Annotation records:
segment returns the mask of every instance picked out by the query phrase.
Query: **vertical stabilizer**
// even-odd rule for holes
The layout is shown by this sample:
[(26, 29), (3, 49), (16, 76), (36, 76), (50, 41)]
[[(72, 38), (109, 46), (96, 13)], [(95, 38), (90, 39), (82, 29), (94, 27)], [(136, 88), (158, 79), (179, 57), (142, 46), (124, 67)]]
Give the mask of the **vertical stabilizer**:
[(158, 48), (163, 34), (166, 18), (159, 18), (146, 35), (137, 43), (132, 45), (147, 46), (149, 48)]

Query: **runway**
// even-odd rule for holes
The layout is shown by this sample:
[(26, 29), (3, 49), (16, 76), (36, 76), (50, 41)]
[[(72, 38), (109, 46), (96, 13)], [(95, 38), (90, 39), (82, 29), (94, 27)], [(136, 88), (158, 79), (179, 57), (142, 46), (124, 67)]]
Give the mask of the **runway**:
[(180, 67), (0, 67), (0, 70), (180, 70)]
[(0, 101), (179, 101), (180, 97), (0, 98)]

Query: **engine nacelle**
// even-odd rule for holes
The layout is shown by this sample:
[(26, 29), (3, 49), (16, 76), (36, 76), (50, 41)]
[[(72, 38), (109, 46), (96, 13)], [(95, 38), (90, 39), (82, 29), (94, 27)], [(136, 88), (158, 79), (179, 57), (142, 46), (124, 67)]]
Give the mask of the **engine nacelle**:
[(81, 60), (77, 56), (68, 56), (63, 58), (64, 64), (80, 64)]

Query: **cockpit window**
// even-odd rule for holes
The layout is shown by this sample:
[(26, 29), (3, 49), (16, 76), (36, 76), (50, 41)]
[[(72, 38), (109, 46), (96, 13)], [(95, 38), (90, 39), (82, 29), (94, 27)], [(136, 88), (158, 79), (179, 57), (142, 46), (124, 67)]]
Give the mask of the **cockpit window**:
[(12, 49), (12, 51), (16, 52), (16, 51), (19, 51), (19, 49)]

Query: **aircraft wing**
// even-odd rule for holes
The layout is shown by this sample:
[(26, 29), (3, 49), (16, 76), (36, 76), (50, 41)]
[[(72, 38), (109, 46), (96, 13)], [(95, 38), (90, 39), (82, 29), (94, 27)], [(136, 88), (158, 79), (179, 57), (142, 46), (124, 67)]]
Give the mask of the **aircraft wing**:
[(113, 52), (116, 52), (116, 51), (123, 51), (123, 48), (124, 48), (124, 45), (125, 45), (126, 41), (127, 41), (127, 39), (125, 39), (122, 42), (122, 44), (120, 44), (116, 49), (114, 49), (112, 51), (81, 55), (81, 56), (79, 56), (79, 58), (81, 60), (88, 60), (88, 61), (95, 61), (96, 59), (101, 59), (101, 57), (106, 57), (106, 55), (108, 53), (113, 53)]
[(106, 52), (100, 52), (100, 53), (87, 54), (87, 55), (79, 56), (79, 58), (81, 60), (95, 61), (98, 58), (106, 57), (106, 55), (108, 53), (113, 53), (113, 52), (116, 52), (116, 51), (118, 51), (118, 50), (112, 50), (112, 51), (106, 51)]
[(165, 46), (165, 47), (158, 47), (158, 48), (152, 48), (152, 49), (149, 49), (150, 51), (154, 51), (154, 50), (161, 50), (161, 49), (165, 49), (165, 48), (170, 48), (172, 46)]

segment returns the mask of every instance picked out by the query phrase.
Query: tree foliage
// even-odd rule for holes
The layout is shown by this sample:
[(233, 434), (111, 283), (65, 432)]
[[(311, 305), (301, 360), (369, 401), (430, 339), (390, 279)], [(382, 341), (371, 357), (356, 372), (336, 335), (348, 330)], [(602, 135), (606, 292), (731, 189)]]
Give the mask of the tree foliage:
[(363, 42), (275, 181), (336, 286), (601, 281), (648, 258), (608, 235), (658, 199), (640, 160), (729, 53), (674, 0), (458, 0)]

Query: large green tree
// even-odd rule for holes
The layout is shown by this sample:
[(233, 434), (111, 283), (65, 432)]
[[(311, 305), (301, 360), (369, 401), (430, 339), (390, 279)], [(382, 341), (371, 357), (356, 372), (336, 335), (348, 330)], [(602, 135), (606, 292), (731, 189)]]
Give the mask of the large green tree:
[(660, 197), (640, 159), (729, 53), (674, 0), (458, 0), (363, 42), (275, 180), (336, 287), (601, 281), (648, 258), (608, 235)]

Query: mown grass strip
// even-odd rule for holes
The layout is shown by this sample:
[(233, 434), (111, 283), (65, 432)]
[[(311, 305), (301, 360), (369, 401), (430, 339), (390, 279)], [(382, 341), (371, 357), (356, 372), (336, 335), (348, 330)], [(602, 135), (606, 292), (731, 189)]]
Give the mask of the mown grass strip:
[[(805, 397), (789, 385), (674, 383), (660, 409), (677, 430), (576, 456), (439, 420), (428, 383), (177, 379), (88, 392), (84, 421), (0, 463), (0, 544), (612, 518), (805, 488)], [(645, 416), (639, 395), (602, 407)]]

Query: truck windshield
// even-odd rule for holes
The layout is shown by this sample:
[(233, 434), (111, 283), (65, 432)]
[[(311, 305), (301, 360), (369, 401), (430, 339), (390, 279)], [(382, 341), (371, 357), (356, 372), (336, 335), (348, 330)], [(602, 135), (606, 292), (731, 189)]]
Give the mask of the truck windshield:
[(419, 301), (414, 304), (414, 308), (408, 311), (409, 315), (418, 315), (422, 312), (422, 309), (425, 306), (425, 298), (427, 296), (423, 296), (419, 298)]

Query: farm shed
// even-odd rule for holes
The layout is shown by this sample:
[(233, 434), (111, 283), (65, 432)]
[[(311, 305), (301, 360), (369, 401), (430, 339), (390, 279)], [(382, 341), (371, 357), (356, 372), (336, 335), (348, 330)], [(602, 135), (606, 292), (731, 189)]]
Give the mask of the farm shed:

Work to be completed: Put the lines from the one containing "Query: truck windshield" through the one containing "296), (419, 298)]" into a numbered list, both included and blank lines dropped.

Exercise response:
1. Query: truck windshield
2. // even-odd rule for holes
3. The layout is shown by this sample:
4. [(233, 434), (111, 283), (65, 432)]
5. [[(311, 305), (301, 360), (369, 401), (430, 339), (390, 279)], [(382, 341), (371, 357), (356, 372), (336, 335), (348, 330)], [(602, 135), (606, 292), (731, 189)]]
6. Give the mask of the truck windshield:
7. [(419, 301), (414, 304), (414, 308), (408, 311), (409, 315), (418, 315), (422, 312), (422, 309), (425, 306), (425, 298), (427, 296), (423, 296), (419, 298)]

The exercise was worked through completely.